**WORK INSTRUCTIONS**
Retype the material that follows, keeping every word as it is.

**DATA PROVIDED**
▬▬▬▬▬▬▬▬▬▬
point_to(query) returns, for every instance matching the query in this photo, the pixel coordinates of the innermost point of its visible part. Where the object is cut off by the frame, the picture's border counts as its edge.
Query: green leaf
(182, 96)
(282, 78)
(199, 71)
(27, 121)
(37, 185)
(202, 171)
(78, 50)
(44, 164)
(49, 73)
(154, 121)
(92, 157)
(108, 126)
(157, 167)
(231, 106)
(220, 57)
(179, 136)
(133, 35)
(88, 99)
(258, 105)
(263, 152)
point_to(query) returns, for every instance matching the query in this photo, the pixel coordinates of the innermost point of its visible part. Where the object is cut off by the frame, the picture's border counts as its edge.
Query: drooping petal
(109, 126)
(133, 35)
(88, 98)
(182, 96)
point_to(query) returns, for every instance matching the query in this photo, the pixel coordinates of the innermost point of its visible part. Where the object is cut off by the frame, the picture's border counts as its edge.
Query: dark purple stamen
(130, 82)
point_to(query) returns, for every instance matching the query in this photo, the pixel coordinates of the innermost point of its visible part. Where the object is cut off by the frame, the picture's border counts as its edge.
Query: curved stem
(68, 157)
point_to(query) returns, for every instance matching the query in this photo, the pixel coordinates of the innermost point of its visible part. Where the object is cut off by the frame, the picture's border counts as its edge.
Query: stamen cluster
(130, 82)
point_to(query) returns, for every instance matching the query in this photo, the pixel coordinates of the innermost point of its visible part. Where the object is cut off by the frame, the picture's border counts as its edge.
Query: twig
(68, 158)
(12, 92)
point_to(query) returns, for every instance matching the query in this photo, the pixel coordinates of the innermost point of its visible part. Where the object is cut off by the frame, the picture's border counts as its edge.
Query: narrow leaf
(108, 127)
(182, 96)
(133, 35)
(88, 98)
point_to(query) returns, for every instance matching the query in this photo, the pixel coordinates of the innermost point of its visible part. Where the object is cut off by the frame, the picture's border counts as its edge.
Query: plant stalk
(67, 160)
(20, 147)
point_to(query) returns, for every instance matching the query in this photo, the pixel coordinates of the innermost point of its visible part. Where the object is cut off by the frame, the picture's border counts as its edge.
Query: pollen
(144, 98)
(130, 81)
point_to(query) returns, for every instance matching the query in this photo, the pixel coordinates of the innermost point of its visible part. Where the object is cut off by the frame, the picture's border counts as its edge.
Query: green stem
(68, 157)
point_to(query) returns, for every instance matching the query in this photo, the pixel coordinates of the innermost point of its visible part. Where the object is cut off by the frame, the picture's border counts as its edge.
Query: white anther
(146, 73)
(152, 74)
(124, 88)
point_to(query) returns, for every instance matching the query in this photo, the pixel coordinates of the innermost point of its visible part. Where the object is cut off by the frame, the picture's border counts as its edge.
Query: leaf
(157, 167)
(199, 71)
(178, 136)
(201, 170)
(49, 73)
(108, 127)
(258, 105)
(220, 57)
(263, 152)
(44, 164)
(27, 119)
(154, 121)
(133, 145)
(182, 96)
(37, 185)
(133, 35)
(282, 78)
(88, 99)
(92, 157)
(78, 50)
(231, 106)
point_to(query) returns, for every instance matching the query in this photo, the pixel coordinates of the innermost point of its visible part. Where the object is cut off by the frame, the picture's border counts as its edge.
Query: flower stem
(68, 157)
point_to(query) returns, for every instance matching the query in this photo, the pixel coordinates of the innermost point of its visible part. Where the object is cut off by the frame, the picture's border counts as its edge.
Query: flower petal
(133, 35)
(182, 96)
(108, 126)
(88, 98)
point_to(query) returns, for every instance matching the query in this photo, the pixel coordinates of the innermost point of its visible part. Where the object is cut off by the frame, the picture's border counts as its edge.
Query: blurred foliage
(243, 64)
▬▬▬▬▬▬▬▬▬▬
**ANSWER TO THIS TASK**
point_to(query) returns, for every instance matching the query in this photo, the pixel coordinates of the innermost point of its visible part. Where the object is cut off by the frame, the picture's border counts as its edge.
Query: green leaf
(182, 96)
(282, 78)
(199, 71)
(27, 121)
(37, 185)
(202, 171)
(78, 50)
(44, 164)
(49, 73)
(154, 121)
(92, 157)
(108, 126)
(157, 167)
(231, 106)
(220, 57)
(179, 136)
(133, 35)
(88, 99)
(258, 105)
(263, 152)
point_to(query) returns, for every instance matching the query in this photo, the pixel coordinates of the innermost point of its visible part. Where the object is cut off by the frame, the picture's border counts as its edge.
Query: drooping petal
(109, 126)
(133, 35)
(88, 98)
(182, 96)
point_to(query) returns, for every instance matching the query in this photo, the pixel coordinates of the innermost point of its visible part. Where the object is cut off by the frame, the picture's border counts as its edge.
Query: dark purple stamen
(130, 82)
point_to(query) returns, for every instance matching the query in this photo, the pixel coordinates of the innermost point of its visible part. Where the object is cut off by the frame, the picture's border counts as its edge.
Query: curved stem
(68, 157)
point_to(query) returns, for every instance matching the query in this photo, the pixel coordinates of the innermost point of its visible part. Where the object is cut off by the frame, the picture's border counts as its edge.
Query: stamen cluster
(130, 82)
point_to(query) returns, for every instance matching the query in this photo, the pixel coordinates of the innermost point of its visible part. Where the object is cut off by the frame, the picture's border counts as its edge.
Query: twig
(68, 158)
(12, 92)
point_to(query) returns, for every instance matching the query in this photo, the pixel coordinates of the innermost point of its visible part. Where the object is cut off by the frame, the picture's border counts as its edge.
Query: narrow leaf
(108, 127)
(182, 96)
(133, 35)
(88, 98)
point_to(query) returns, for every instance matching the query in this photo, the pixel coordinates of the innermost point of its visible part. Where the object is cut off by the frame, the picture's border counts as its edge.
Query: plant stalk
(67, 160)
(20, 147)
point_to(query) returns, for every instance matching the query in this photo, the pixel coordinates of the innermost point of its visible part. Where the object is cut off by the frame, the picture's border counts as its edge.
Query: pollen
(144, 98)
(130, 81)
point_to(query) returns, for every instance matching the query in this photo, the pixel coordinates of the innermost point of its visible part. Where the object is cut off by the frame, the picture's border counts as its edge.
Query: green stem
(68, 157)
point_to(query) returns, for every instance matching the query in this photo, the pixel coordinates of the innermost point of its visible part. Where the object is cut off by the frame, the picture's border counts as its edge.
Query: white anther
(146, 73)
(152, 74)
(124, 88)
point_to(query) returns, for every instance matching the query in this photo, the pixel coordinates of the innermost point of its visible part. Where the object is cut off by the frame, the picture's border counts as its edge.
Query: leaf
(157, 167)
(199, 71)
(178, 136)
(201, 170)
(49, 73)
(108, 127)
(258, 105)
(220, 57)
(263, 152)
(44, 164)
(27, 119)
(154, 121)
(133, 145)
(182, 96)
(37, 185)
(133, 35)
(282, 78)
(88, 99)
(92, 157)
(78, 50)
(231, 106)
point_to(query) returns, for every instance matching the query in this photo, the pixel coordinates of the innermost point of its visible part. Where the object is cut off by the frame, the picture's border counts as its edge.
Query: flower stem
(68, 157)
point_to(query) returns, for every instance matching the query in this photo, the pixel coordinates of the innermost point of its visible part. Where the object is cut off by the frame, the picture's border counts as its edge.
Query: flower petal
(133, 35)
(182, 96)
(108, 126)
(88, 98)
point_to(query) returns, for every instance matching the query in this photo, the pixel coordinates of the innermost point of its visible part. Where the object is cut off by the frame, the picture's border counts as its edge.
Query: blurred foliage
(243, 64)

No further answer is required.